-- begin --

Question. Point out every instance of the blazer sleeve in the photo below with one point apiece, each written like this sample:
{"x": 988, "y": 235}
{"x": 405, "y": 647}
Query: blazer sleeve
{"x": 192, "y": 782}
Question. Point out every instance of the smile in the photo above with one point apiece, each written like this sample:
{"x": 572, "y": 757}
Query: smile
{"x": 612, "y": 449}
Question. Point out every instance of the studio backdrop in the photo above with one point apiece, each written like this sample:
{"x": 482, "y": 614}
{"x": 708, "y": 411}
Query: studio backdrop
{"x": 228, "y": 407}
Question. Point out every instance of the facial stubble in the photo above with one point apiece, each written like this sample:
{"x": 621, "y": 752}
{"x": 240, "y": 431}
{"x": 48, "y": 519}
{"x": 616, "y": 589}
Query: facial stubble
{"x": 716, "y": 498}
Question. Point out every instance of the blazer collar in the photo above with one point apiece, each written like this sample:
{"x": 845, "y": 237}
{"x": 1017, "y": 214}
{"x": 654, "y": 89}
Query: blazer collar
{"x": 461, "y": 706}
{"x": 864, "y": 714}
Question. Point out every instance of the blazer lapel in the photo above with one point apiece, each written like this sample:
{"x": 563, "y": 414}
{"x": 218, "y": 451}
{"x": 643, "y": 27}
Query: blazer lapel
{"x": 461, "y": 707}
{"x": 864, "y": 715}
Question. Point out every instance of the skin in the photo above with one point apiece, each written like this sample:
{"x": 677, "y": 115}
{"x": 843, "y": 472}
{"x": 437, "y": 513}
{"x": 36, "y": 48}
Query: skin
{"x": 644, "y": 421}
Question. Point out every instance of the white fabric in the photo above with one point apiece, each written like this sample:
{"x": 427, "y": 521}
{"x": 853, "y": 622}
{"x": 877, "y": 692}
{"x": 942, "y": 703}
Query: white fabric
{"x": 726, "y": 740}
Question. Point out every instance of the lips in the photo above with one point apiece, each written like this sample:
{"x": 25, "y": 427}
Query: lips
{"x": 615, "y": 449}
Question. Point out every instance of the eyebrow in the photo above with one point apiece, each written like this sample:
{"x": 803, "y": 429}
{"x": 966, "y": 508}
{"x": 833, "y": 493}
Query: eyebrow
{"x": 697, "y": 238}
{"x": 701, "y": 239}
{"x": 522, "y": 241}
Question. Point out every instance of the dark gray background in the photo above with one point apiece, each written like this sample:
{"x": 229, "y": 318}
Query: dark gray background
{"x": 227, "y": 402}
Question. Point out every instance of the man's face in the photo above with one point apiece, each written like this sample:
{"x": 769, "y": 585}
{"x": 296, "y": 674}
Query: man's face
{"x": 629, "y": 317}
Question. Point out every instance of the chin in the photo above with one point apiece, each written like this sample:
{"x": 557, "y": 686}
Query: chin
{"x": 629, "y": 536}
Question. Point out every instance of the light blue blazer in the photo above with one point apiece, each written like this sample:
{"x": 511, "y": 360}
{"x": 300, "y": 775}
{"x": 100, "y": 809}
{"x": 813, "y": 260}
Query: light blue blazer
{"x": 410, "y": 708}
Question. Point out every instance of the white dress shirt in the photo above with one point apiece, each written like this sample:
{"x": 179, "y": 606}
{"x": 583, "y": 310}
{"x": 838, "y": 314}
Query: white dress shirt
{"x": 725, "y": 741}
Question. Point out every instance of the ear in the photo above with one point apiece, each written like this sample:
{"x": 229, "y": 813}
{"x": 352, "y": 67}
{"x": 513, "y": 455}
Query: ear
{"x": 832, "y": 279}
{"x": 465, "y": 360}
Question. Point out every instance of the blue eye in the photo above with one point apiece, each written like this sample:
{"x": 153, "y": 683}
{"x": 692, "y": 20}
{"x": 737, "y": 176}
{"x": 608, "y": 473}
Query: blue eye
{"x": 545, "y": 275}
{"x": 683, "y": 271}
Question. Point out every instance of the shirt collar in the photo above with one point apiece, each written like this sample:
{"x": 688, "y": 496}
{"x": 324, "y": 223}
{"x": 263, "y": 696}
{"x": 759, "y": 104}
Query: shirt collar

-- end --

# EXERCISE AIM
Extract the data exactly as given.

# EXPECTED ANSWER
Question. Point out every instance of the blazer sleeve in the photo below with one point apiece, each written like this sample:
{"x": 988, "y": 235}
{"x": 405, "y": 647}
Query: blazer sleeve
{"x": 192, "y": 782}
Question. Point out every instance of the smile in the photo above with one point apiece, each written like this sample:
{"x": 572, "y": 757}
Query: smile
{"x": 612, "y": 449}
Question. Point out every instance of the studio backdrop in the photo above with one point apiece, each written like this sample:
{"x": 482, "y": 614}
{"x": 708, "y": 411}
Query: studio backdrop
{"x": 228, "y": 407}
Question. Point out every instance of the facial stubble in the photo above with one point apiece, each written like this sample:
{"x": 621, "y": 752}
{"x": 240, "y": 431}
{"x": 48, "y": 519}
{"x": 616, "y": 589}
Query: facial stubble
{"x": 716, "y": 498}
Question. Point out every instance of the blazer collar in the photo above with one point apiece, each written like this sample:
{"x": 845, "y": 237}
{"x": 1017, "y": 214}
{"x": 654, "y": 89}
Query: blazer collar
{"x": 461, "y": 706}
{"x": 864, "y": 714}
Question. Point out every instance of the blazer lapel in the photo above with one point apiece, each written like this sample:
{"x": 563, "y": 414}
{"x": 218, "y": 451}
{"x": 643, "y": 27}
Query: blazer lapel
{"x": 461, "y": 707}
{"x": 864, "y": 715}
Question. Point out every instance of the skin in the photo above with one point apiece, each written like this sample:
{"x": 677, "y": 115}
{"x": 843, "y": 472}
{"x": 437, "y": 513}
{"x": 36, "y": 48}
Query: skin
{"x": 644, "y": 421}
Question. Point out every instance of the white fabric in the photo above with one point apiece, each written like this sample:
{"x": 427, "y": 521}
{"x": 853, "y": 622}
{"x": 877, "y": 692}
{"x": 942, "y": 703}
Query: white fabric
{"x": 726, "y": 740}
Question. Point out every instance of the lips in the photo above with one point apiece, each written like this sample:
{"x": 25, "y": 427}
Query: lips
{"x": 615, "y": 449}
Question. Point out every instance of the eyebrow in the photo above with one point apiece, each written like this sample:
{"x": 803, "y": 429}
{"x": 966, "y": 508}
{"x": 833, "y": 493}
Query: eyebrow
{"x": 697, "y": 238}
{"x": 701, "y": 239}
{"x": 522, "y": 241}
Question. Point out every instance of the dark gray background in the photo above with one point apiece, each written like this sample:
{"x": 229, "y": 318}
Query: dark gray background
{"x": 227, "y": 402}
Question. Point out every instance of the man's face in the photo above with one point apiece, each written like this sample:
{"x": 769, "y": 585}
{"x": 296, "y": 674}
Query: man's face
{"x": 629, "y": 317}
Question. Point out every instance of the chin in the photo above with one point apiece, each written like this sample:
{"x": 557, "y": 686}
Query: chin
{"x": 629, "y": 536}
Question. Point out every instance of the light blue blazer in the photo above with one point apiece, each written like this sample:
{"x": 511, "y": 360}
{"x": 300, "y": 775}
{"x": 100, "y": 809}
{"x": 813, "y": 260}
Query: light blue blazer
{"x": 410, "y": 708}
Question. Point out every instance of the white dress shirt in the photo above with one point apiece, each written like this sample:
{"x": 179, "y": 606}
{"x": 583, "y": 310}
{"x": 838, "y": 314}
Query: white dress shirt
{"x": 725, "y": 741}
Question. Point out every instance of the ear in the photo above with one point apiece, each written like this sample:
{"x": 229, "y": 813}
{"x": 352, "y": 67}
{"x": 513, "y": 455}
Query: ear
{"x": 832, "y": 279}
{"x": 465, "y": 360}
Question. Point out every instance of the blue eye in the photo above with one point apiece, each written like this sample:
{"x": 153, "y": 683}
{"x": 692, "y": 20}
{"x": 737, "y": 176}
{"x": 608, "y": 473}
Query: blue eye
{"x": 545, "y": 275}
{"x": 683, "y": 271}
Question. Point out every instance of the shirt collar in the photo above with one point apiece, each written like this sample:
{"x": 688, "y": 496}
{"x": 324, "y": 223}
{"x": 263, "y": 696}
{"x": 759, "y": 104}
Query: shirt collar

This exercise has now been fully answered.